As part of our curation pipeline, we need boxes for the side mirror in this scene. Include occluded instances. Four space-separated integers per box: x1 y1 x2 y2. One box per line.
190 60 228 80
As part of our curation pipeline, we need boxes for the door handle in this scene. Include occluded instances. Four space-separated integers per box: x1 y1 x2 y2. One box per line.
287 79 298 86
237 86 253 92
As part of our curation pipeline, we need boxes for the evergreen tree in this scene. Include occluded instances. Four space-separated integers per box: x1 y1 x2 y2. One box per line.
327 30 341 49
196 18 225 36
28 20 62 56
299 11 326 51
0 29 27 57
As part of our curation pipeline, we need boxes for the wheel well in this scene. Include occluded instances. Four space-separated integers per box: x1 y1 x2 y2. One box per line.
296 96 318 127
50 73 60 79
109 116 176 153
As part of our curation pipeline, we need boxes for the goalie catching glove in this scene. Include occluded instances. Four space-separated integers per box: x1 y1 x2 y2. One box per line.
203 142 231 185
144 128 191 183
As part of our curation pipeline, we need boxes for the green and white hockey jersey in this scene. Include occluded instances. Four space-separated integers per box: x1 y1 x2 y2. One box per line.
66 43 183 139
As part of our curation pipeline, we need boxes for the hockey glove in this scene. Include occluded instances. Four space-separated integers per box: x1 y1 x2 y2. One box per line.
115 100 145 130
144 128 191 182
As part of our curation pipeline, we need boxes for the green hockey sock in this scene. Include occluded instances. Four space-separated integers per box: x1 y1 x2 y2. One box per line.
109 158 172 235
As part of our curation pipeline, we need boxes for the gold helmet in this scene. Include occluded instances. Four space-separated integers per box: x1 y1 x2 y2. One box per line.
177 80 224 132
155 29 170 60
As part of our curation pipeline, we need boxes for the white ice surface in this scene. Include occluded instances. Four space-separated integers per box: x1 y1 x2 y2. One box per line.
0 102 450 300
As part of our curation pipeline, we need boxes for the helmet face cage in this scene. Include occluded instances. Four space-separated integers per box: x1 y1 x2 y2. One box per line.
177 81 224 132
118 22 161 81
--------
Short task
Copy out, word for word, the part of the records that opens with the line containing "for the helmet" and runs through the end of the records.

Correct output
As part of our curation pipeline, we need boxes for the helmet face cage in this scene. Include occluded instances. Four space-separated integers per box: x1 y1 x2 y2. One box per line.
177 81 224 132
118 22 161 81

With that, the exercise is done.